* _USING THE INFORMATION_:
1) According to the care home guidance update, on what date did Step Four of the Government's Covid-19 roadmap come into place?
2) From the care home guidance update, write out the passage starting with "This remains under" and going on through "hours in advance.".
3) Can you rewrite the paragraph of the care home guidance update that begins "New people moving into care homes" as a short bulleted list that keeps its main facts?

* _TEXT SECTION_:
Last reviewed 22 July 2021
The Department of Health and Social Care (DHSC) has updated its guidance, Visits Out of Care Homes, in line with Step Four of the Government’s Covid-19 roadmap, which came into place on 19 July 2021.
Care home residents are now allowed to go on outdoor “low-risk" trips without having to quarantine for 14 days on their return. Residents must be accompanied by either a care worker or a nominated visitor while on the trip, must remain outside and follow all other social distancing and safety guidelines.
Visits that are deemed to be high risk, such as an overnight stay at a hospital or visits assessed to be high-risk following an individual risk assessment, will still require a 14-day isolation period after returning to the care home.
This remains under review, and the DHSC hopes to amend guidance on self-isolation following overnight stays in hospital as soon as the data and evidence show it is safe.
Separate guidance, Admission and Care of Residents in a Care Home During Covid-19, explains what to do when new residents are admitted to a care home, when residents are discharged to a care home from hospital or another care facility and isolation requirements for all new admissions.
New people moving into care homes will no longer have to isolate for 14 days on arrival but they must undergo an enhanced testing regime which includes a PCR test before admission, a PCR test on the day of admission and a further PCR test seven days later. Admissions from the community into a care home are able to take a test up to 72 hours in advance.

* _Region descriptions in natural language_:
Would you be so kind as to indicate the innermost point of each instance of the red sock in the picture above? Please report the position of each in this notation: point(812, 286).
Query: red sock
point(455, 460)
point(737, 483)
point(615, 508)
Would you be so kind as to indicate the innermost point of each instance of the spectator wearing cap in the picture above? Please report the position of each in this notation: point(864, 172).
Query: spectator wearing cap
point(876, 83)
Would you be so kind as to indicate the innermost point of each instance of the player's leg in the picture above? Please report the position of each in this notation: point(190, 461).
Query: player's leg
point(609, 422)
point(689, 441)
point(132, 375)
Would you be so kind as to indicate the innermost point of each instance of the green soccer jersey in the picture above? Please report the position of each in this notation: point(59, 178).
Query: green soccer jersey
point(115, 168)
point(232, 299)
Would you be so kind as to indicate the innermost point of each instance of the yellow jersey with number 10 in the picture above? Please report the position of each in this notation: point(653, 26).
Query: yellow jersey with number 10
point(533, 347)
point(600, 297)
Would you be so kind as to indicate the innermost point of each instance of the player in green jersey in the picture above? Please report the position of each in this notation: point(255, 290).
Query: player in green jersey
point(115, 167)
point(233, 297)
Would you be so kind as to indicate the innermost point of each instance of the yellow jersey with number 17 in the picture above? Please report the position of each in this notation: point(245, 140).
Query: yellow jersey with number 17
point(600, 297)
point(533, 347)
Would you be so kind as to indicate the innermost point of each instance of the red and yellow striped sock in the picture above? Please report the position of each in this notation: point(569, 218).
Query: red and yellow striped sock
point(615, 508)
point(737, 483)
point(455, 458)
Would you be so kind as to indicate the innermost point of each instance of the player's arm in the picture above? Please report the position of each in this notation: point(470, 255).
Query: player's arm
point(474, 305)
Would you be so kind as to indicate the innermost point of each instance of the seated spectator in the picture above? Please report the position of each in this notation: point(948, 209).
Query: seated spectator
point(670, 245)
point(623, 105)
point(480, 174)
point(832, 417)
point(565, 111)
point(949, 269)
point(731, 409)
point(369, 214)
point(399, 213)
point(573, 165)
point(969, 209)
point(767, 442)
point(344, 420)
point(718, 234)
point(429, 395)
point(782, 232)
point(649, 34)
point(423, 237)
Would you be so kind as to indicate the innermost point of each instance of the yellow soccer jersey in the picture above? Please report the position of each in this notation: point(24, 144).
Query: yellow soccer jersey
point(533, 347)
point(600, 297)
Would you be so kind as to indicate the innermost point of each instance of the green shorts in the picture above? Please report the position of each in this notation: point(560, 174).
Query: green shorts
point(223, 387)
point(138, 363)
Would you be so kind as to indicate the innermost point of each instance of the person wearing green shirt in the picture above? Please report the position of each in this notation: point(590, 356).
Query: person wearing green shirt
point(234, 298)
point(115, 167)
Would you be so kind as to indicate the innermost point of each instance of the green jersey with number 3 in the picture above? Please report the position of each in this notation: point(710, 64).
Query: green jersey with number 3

* _SOLUTIONS TO THE TASKS_:
1) 19 July 2021.

2)
This remains under review, and the DHSC hopes to amend guidance on self-isolation following overnight stays in hospital as soon as the data and evidence show it is safe.
Separate guidance, Admission and Care of Residents in a Care Home During Covid-19, explains what to do when new residents are admitted to a care home, when residents are discharged to a care home from hospital or another care facility and isolation requirements for all new admissions.
New people moving into care homes will no longer have to isolate for 14 days on arrival but they must undergo an enhanced testing regime which includes a PCR test before admission, a PCR test on the day of admission and a further PCR test seven days later. Admissions from the community into a care home are able to take a test up to 72 hours in advance.

3)
- New care home residents no longer have to isolate for 14 days on arrival.
- They must undergo an enhanced testing regime: a PCR test before admission, another on the day of admission and a further one seven days later.
- Admissions from the community can take a test up to 72 hours in advance.